What the task requires: The reply should consist of every entry, repeated exactly.
= Beginning of Section =
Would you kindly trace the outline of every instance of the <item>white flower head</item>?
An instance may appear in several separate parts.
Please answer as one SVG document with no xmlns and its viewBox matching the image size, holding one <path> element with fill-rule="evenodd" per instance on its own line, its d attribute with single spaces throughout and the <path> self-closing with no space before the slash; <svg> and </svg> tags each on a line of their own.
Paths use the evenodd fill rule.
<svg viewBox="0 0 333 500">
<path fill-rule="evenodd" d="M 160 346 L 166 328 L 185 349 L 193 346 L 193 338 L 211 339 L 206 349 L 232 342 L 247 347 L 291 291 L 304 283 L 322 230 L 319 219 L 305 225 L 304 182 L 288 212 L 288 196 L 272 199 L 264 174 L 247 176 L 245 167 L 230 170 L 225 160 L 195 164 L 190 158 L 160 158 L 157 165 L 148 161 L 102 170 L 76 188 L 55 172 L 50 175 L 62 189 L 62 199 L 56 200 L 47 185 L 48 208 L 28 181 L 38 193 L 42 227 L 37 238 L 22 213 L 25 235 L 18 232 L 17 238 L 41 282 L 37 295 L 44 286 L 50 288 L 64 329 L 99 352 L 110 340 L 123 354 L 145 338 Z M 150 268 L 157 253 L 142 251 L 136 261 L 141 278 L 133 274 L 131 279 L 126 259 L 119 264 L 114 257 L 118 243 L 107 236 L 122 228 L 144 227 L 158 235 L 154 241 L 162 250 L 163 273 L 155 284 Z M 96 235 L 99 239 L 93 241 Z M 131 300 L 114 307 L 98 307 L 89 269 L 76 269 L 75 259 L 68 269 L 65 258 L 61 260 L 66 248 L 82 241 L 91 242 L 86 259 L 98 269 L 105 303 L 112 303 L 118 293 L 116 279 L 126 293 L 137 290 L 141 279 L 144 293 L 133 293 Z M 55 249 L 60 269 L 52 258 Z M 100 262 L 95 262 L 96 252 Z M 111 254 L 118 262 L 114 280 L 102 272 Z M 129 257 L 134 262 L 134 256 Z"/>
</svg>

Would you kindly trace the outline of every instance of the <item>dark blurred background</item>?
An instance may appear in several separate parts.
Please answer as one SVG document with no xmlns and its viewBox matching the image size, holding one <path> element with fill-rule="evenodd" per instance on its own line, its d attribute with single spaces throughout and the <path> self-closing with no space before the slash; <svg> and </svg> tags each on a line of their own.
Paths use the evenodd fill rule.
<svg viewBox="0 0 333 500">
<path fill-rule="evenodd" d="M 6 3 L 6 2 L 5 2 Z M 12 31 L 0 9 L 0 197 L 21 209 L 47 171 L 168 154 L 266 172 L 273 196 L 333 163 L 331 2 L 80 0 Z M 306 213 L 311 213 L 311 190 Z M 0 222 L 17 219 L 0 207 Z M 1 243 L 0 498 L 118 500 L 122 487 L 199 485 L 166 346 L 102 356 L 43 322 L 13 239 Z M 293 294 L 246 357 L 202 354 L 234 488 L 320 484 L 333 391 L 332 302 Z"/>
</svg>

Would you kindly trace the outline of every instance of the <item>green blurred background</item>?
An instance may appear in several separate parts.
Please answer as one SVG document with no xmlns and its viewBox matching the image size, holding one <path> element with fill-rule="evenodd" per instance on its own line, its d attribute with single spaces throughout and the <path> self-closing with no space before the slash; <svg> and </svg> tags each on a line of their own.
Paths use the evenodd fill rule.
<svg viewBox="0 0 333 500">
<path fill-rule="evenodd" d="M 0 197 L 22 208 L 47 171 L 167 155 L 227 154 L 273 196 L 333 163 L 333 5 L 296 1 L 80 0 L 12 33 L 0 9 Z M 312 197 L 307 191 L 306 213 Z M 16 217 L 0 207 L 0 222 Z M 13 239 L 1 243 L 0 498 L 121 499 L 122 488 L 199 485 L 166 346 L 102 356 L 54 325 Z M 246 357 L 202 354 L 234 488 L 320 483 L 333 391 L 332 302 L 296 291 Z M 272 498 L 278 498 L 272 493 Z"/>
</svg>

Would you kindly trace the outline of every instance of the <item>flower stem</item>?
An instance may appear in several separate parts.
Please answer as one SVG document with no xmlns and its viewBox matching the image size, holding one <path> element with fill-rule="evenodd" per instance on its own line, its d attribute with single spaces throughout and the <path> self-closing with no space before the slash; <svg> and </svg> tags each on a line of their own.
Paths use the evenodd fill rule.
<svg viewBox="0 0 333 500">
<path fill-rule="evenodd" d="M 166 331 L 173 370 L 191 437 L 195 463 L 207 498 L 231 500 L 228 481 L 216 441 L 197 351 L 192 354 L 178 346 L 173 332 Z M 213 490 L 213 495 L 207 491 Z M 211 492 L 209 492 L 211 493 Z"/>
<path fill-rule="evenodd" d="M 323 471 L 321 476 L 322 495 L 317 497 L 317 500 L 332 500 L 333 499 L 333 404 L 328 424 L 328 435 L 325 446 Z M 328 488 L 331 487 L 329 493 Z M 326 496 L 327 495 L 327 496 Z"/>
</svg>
= End of Section =
Answer:
Would you kindly trace the outline of every instance of the <item>white flower head</item>?
An instance may appear in several separate parts.
Please answer as one SVG document with no xmlns and its viewBox matching the image size, holding one <path> element with fill-rule="evenodd" per instance on its own line, its d attribute with single spaces throughout and the <path> self-closing with no space before the slash; <svg> and </svg> tags each on a line of their own.
Paths use the evenodd fill rule.
<svg viewBox="0 0 333 500">
<path fill-rule="evenodd" d="M 160 346 L 166 328 L 185 349 L 193 346 L 193 338 L 211 339 L 206 349 L 232 342 L 247 347 L 291 291 L 304 283 L 322 230 L 319 219 L 305 225 L 304 182 L 288 212 L 288 196 L 272 199 L 264 174 L 247 176 L 245 167 L 230 170 L 225 160 L 195 164 L 190 158 L 160 158 L 157 165 L 148 161 L 102 170 L 76 188 L 55 172 L 50 175 L 62 189 L 62 199 L 56 200 L 47 185 L 48 208 L 28 181 L 38 193 L 42 227 L 37 238 L 22 213 L 25 235 L 18 232 L 17 238 L 41 282 L 37 295 L 44 286 L 50 288 L 64 329 L 99 352 L 110 340 L 123 354 L 145 338 Z M 150 268 L 157 253 L 142 251 L 136 261 L 141 278 L 133 274 L 131 279 L 126 259 L 119 264 L 114 257 L 118 243 L 107 236 L 122 228 L 144 227 L 158 235 L 154 241 L 162 250 L 163 273 L 155 284 Z M 96 235 L 99 239 L 93 241 Z M 131 300 L 114 307 L 98 307 L 89 269 L 76 269 L 75 259 L 68 269 L 65 258 L 61 260 L 66 248 L 82 241 L 91 242 L 86 259 L 98 269 L 105 303 L 112 303 L 118 293 L 116 279 L 126 293 L 137 290 L 141 279 L 144 293 L 133 293 Z M 55 249 L 60 269 L 52 258 Z M 100 262 L 95 262 L 96 252 Z M 111 254 L 118 262 L 114 280 L 102 272 Z M 129 257 L 134 262 L 134 256 Z"/>
</svg>

Would you kindly trace the outline of every instance of the <item>dark blurred background</item>?
An instance may appear in several separate parts.
Please answer as one SVG document with no xmlns and its viewBox matching the image size, holding one <path> element with fill-rule="evenodd" per instance on its own line, its d attribute with single spaces throughout and the <path> self-closing with no space before the slash; <svg> and </svg> tags each on a line of their own.
Paths use the evenodd fill rule.
<svg viewBox="0 0 333 500">
<path fill-rule="evenodd" d="M 6 3 L 6 2 L 5 2 Z M 12 31 L 0 9 L 0 197 L 21 209 L 47 171 L 168 154 L 266 172 L 273 196 L 333 163 L 331 2 L 80 0 Z M 306 213 L 311 213 L 311 190 Z M 0 222 L 17 219 L 0 207 Z M 1 243 L 0 498 L 118 500 L 122 487 L 199 485 L 166 346 L 102 356 L 43 322 L 13 239 Z M 293 294 L 246 357 L 202 354 L 234 488 L 320 484 L 333 391 L 332 302 Z"/>
</svg>

Would you kindly trace the outline of every instance of the <item>green blurred background</item>?
An instance may appear in several separate parts.
Please answer as one SVG document with no xmlns and its viewBox matching the image size, holding one <path> element with fill-rule="evenodd" per instance on its own line, its d attribute with single spaces throughout and the <path> self-closing with no space before the slash; <svg> and </svg> tags each on a line of their own.
Paths use the evenodd fill rule.
<svg viewBox="0 0 333 500">
<path fill-rule="evenodd" d="M 0 197 L 22 208 L 47 171 L 167 155 L 227 154 L 273 196 L 333 163 L 333 5 L 296 1 L 80 0 L 12 33 L 0 9 Z M 312 197 L 307 191 L 306 213 Z M 16 217 L 0 207 L 0 222 Z M 13 239 L 1 243 L 0 498 L 121 499 L 122 488 L 199 485 L 166 346 L 102 356 L 54 325 Z M 246 357 L 202 354 L 234 488 L 320 483 L 333 391 L 332 302 L 296 291 Z M 272 498 L 278 498 L 272 493 Z"/>
</svg>

Would you kindly trace the outline of every instance of the <item>flower stem</item>?
An instance may appear in several separate parts.
Please answer as one SVG document with no xmlns and its viewBox matching the image size, holding one <path> element with fill-rule="evenodd" per instance on its own line, its d attribute with single spaces throughout and the <path> self-closing with no space before the slash; <svg> and </svg> tags each on a line of their own.
Paths use the evenodd fill rule.
<svg viewBox="0 0 333 500">
<path fill-rule="evenodd" d="M 166 331 L 173 370 L 191 437 L 195 463 L 207 498 L 231 500 L 228 481 L 216 441 L 197 351 L 192 354 L 178 346 L 173 332 Z M 213 490 L 213 495 L 207 491 Z M 211 492 L 209 492 L 211 493 Z"/>
<path fill-rule="evenodd" d="M 323 471 L 321 476 L 322 495 L 317 497 L 317 500 L 332 500 L 333 499 L 333 404 L 328 424 L 328 435 L 325 446 Z M 328 488 L 331 487 L 329 493 Z M 326 496 L 327 495 L 327 496 Z"/>
</svg>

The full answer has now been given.